- [Short task]: List every line of the records below that contains the word "desk".

- [Task material]:
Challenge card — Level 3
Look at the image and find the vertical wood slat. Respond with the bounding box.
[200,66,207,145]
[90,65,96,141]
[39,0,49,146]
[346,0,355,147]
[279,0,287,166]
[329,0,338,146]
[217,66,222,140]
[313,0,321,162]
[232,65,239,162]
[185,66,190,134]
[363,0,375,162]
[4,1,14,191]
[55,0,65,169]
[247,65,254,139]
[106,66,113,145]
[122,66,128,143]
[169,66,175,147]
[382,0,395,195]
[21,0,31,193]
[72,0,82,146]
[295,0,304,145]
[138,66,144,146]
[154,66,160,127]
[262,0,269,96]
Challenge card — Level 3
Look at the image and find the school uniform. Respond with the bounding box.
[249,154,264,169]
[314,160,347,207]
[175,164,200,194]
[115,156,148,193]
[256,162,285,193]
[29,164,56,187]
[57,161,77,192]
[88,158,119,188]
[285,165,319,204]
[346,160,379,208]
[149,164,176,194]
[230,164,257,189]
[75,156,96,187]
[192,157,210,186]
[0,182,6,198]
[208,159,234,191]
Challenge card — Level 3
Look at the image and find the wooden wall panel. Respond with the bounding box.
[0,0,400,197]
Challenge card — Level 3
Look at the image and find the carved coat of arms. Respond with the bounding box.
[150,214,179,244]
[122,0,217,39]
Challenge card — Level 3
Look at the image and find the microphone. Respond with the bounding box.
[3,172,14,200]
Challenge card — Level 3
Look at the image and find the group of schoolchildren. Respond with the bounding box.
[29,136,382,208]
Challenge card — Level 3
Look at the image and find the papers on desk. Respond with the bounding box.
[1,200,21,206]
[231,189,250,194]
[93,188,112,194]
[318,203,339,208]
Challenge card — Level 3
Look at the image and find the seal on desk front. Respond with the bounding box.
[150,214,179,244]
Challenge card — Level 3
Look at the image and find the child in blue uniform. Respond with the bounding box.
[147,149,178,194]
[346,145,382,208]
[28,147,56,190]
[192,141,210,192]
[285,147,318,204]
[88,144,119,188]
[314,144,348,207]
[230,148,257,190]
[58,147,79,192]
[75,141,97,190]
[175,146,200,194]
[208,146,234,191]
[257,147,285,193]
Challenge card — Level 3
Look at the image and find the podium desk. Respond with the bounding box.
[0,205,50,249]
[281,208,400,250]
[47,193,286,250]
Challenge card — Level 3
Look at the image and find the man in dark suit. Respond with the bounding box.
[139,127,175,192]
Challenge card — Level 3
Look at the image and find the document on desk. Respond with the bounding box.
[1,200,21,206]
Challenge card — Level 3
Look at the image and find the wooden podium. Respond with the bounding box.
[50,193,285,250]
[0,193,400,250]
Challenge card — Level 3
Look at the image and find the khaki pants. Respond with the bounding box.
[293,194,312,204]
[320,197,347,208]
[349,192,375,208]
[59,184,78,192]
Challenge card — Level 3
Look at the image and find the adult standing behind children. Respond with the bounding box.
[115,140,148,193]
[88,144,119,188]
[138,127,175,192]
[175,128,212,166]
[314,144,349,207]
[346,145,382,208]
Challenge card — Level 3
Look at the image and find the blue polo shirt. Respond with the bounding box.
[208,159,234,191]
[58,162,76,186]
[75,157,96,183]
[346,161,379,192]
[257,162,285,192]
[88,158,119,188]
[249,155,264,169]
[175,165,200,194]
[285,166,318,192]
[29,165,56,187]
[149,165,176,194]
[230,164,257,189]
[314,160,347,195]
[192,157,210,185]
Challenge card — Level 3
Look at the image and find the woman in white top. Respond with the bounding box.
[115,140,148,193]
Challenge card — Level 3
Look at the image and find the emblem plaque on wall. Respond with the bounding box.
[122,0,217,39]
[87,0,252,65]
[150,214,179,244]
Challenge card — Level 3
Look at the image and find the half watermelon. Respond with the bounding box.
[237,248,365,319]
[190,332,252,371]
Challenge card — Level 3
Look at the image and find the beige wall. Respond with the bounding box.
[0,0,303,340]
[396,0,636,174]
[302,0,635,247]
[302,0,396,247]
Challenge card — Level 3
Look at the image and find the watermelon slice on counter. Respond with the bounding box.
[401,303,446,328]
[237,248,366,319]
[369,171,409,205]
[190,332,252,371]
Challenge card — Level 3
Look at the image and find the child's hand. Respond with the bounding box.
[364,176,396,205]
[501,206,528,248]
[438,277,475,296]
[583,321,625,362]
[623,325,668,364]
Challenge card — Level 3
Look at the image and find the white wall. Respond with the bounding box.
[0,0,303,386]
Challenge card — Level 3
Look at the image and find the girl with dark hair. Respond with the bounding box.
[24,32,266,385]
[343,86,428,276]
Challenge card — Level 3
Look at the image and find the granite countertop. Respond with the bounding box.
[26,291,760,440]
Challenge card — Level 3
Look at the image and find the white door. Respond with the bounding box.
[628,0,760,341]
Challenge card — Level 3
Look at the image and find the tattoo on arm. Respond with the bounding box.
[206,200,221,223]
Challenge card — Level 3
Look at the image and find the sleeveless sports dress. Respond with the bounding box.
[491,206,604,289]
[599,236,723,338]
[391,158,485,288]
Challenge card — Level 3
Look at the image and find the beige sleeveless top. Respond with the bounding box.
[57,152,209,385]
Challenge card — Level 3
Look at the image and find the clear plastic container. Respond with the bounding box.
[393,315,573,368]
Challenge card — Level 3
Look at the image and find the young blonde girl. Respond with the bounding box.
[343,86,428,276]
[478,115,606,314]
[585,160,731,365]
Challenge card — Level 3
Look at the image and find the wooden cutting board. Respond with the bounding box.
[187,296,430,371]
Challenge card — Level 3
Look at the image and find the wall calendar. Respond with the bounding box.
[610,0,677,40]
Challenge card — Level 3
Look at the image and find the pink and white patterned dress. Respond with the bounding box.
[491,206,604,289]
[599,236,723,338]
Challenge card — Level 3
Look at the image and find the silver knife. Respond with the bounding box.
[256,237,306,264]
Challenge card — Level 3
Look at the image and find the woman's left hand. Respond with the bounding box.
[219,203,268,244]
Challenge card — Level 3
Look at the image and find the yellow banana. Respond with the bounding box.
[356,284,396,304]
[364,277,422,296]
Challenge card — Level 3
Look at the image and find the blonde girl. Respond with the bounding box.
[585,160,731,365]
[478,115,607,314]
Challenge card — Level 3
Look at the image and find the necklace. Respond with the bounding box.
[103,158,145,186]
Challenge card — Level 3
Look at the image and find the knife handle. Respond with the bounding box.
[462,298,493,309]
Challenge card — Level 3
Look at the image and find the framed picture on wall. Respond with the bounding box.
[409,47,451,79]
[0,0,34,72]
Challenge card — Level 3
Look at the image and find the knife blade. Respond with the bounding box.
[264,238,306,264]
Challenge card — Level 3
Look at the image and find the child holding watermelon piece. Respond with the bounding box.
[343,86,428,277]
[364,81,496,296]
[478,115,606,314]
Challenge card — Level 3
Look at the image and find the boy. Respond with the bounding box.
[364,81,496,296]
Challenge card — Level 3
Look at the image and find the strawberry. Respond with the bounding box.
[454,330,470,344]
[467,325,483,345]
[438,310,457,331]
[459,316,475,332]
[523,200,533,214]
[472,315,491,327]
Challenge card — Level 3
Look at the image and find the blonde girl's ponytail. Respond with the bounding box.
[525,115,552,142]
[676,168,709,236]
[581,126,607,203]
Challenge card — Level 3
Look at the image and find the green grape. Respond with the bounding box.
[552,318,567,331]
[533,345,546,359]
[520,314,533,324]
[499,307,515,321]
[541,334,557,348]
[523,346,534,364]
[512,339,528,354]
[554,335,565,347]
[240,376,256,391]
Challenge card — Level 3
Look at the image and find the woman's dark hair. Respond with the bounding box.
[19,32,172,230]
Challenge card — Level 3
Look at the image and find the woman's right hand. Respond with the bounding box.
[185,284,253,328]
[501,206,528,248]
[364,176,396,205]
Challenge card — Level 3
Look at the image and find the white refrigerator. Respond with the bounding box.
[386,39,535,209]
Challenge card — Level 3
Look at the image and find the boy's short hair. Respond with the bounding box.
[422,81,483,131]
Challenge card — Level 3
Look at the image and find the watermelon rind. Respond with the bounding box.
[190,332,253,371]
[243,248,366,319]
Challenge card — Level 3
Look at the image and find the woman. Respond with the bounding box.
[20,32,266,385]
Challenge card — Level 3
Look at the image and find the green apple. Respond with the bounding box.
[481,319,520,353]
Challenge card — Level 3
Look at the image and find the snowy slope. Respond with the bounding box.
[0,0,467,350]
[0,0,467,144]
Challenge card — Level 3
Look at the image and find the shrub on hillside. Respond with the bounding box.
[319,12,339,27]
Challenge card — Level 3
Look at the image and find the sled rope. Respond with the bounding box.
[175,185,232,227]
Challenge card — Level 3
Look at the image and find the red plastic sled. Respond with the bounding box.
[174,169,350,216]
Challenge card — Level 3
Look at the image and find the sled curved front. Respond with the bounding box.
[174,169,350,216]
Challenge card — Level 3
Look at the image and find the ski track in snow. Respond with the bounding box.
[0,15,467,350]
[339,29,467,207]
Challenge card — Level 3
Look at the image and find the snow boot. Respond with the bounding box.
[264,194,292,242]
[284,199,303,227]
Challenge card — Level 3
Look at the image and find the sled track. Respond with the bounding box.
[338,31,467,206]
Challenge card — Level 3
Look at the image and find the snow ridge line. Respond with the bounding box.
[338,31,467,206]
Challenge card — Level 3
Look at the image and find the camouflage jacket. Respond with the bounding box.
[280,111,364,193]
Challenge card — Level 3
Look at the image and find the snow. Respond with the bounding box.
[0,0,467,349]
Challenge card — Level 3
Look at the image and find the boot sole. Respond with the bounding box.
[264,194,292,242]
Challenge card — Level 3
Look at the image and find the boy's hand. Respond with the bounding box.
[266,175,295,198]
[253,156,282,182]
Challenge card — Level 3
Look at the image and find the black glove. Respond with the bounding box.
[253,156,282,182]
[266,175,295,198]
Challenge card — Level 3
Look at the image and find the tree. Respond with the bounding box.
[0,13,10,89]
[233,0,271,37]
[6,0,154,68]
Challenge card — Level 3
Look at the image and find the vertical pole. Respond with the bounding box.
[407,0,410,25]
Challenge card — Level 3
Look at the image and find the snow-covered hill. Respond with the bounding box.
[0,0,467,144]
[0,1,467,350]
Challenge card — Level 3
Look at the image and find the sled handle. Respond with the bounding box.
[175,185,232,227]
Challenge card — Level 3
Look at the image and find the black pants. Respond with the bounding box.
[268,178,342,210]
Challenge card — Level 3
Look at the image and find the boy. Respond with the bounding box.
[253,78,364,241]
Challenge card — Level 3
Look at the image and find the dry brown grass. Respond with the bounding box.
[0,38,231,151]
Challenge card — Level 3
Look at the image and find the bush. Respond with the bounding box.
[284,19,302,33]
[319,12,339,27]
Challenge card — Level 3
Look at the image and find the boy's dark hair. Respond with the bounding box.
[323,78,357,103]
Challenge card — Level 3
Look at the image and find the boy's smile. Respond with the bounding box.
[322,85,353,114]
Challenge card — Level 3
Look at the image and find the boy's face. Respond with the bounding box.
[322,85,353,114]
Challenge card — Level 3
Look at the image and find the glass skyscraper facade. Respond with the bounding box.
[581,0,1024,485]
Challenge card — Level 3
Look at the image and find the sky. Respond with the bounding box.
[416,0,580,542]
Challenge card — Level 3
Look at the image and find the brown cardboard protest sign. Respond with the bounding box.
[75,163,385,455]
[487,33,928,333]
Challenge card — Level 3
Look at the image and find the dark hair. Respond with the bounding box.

- [Result of the task]:
Look at the image and find the papers on desk. Respond with the bounding box.
Look at the image and find the seal on desk front. Respond with the bounding box.
Look at the image and find the podium desk. Respond with the bounding box.
Look at the image and find the document on desk. Respond with the bounding box.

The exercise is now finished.